───── Textauszug

Vermittler in Bedrängnis
Politische Stiftungen und Demokratieförderung in der arabischen Welt
Knapp ein Jahr nach Beginn der Arabellion fällt die Bilanz zum Teil ernüchternd aus. Die EU, die mit dem „Demokratiefonds Nordafrika“ auch die deutschen politischen Stiftungen mit zusätzlichen Ressourcen ausstattet, muss feststellen, dass sie bei den Eliten in einigen Ländern auf Widerstand stößt. Scheitert der Versuch, den Wandel mitzugestalten?
Am 29. Dezember 2011 wurden die Büros der Konrad-Adenauer-Stiftung (KAS) und zahlreicher Nichtregierungsorganisationen in Kairo durchsucht, Computer wurden beschlagnahmt, Unterlagen konfisziert und Konten gesperrt. Im Februar 2012 erhob die ägyptische Staatsanwaltschaft Anklage wegen des Verdachts der illegalen Präsenz im Land und nicht genehmigter finanzieller Transaktionen. Der gleiche Vorwurf galt einer Reihe von weiteren Organisationen, hauptsächlich amerikanischen. Obwohl der außenpolitische Schaden, den sich Ägypten durch sein Vorgehen einhandelte, beträchtlich war, gingen die Behörden unnachgiebig und mit wachsender Härte gegen das vermeintlich illegale Handeln vor.
Bald entwickelte sich der Fall zu einem Katz- und Maus-Spiel zwischen den ägyptischen Behörden und den betroffenen Institutionen. Zunächst wurde die Razzia als Missverständnis deklariert; man versprach, alle Unterlagen herauszugeben und die Konten zu entsperren. Dann kündigten die Behörden die Verhängung eines Ordnungsgeldes an. Es folgten ein Ausreiseverbot für die Mitarbeiter, die Erhebung einer Anklage und der Prozessbeginn im Februar. Nach massiven Protesten wurde dieser vertagt. Die meisten der Angeklagten haben inzwischen nach Zahlung einer hohen Kaution das Land verlassen.

──────────
───── Extrahiertes Material

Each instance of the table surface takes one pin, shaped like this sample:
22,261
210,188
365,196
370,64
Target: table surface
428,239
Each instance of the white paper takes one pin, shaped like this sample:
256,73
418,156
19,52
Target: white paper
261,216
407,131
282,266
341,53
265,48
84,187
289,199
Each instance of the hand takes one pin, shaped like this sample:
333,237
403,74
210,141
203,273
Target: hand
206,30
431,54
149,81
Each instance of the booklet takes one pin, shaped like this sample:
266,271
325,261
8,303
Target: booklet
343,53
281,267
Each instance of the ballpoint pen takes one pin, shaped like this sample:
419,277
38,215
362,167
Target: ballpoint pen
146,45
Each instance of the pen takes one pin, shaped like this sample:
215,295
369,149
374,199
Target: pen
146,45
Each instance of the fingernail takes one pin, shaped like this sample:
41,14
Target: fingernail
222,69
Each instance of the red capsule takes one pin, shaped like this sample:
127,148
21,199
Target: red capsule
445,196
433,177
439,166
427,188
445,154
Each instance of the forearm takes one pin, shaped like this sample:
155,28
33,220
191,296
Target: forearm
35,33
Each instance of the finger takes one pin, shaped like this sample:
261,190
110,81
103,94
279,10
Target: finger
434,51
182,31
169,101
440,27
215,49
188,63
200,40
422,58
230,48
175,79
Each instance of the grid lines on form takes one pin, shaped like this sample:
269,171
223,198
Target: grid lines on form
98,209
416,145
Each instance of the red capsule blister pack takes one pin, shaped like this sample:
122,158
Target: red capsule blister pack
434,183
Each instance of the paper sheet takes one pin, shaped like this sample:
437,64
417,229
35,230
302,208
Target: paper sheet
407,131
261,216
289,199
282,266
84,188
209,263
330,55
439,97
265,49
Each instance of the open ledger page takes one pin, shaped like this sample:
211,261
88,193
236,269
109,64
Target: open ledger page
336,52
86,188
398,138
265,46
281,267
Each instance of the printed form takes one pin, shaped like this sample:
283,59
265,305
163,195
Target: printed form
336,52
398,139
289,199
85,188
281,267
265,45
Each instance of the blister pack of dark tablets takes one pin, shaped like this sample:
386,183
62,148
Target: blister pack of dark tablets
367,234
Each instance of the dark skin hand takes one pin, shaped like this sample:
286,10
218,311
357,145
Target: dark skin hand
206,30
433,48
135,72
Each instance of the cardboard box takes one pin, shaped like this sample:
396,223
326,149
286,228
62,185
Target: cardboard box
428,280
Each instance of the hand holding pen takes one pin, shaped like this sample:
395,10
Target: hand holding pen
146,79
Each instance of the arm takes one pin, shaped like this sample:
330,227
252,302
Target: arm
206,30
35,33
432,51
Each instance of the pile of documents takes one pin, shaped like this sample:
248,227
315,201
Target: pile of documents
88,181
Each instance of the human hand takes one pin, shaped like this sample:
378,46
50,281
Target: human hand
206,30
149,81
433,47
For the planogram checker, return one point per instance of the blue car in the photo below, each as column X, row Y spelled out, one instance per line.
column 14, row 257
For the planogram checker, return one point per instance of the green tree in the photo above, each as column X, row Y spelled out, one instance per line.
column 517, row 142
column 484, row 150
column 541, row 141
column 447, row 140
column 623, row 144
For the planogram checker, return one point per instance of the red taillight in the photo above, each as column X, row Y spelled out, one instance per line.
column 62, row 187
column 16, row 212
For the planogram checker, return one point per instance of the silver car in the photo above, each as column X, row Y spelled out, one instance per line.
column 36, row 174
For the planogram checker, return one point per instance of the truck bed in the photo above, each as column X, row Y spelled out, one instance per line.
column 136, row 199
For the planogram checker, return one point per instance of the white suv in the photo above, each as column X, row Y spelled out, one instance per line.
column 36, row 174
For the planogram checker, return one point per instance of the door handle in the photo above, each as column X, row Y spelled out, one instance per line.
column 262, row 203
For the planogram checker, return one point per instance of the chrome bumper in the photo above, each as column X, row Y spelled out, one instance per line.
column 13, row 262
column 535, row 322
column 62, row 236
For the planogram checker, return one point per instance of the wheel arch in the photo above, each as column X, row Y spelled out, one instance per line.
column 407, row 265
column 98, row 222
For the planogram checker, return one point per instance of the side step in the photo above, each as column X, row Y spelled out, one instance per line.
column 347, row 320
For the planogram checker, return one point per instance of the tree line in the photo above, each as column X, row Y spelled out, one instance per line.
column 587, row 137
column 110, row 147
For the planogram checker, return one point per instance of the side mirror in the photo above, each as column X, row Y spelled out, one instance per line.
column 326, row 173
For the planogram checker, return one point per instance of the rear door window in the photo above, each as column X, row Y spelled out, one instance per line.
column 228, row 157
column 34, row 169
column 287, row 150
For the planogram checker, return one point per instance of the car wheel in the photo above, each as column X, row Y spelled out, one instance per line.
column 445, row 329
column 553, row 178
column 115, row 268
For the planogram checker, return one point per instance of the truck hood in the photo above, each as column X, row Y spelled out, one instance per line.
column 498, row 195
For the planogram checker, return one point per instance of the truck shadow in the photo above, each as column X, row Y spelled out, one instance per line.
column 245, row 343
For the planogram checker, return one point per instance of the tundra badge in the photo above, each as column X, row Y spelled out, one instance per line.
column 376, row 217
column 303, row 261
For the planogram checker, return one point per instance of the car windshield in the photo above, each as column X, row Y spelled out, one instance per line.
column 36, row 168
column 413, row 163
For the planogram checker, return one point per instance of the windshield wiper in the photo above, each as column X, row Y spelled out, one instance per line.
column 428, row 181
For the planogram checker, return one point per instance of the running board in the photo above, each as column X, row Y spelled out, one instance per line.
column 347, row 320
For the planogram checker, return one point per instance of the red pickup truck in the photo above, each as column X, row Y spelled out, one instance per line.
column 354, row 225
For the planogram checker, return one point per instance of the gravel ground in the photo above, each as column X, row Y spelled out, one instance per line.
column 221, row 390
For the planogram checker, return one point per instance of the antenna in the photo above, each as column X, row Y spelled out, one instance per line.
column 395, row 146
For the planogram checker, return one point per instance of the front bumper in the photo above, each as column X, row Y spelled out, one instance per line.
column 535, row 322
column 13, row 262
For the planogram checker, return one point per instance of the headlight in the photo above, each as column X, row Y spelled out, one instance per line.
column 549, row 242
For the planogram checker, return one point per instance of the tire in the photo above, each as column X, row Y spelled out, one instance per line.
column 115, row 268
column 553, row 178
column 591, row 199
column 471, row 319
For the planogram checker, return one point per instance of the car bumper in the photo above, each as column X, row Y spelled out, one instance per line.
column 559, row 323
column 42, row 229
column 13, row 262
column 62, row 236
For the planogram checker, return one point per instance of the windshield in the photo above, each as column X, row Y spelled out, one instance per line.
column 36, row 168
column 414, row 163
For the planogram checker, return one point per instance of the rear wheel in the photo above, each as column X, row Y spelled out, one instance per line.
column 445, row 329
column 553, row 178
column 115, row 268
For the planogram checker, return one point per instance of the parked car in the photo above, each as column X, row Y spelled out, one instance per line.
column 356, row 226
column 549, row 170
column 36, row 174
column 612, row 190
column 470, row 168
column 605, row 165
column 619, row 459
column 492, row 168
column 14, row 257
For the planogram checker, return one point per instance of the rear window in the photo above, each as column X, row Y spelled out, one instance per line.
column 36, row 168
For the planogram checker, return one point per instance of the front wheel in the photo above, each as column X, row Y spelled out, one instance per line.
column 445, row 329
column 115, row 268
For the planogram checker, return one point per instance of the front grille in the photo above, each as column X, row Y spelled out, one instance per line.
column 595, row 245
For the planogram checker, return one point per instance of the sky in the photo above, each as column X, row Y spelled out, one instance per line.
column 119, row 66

──────────

• Aufgabe:
Stimmen diese Aussagen mit dem Textauszug überein? Antworte jeweils mit Ja oder Nein und zitiere die entscheidenden Worte aus dem Textauszug wörtlich.
1. Die Büros der Konrad-Adenauer-Stiftung in Kairo wurden im Dezember 2011 durchsucht.
2. Der Prozess begann im Februar trotz der Proteste wie geplant.
3. Die meisten Angeklagten halten sich weiterhin in Ägypten auf.

• Vollständige Antwort:
1. Ja: „Am 29. Dezember 2011 wurden die Büros der Konrad-Adenauer-Stiftung (KAS) und zahlreicher Nichtregierungsorganisationen in Kairo durchsucht“
2. Nein: „Nach massiven Protesten wurde dieser vertagt.“
3. Nein: „Die meisten der Angeklagten haben inzwischen nach Zahlung einer hohen Kaution das Land verlassen.“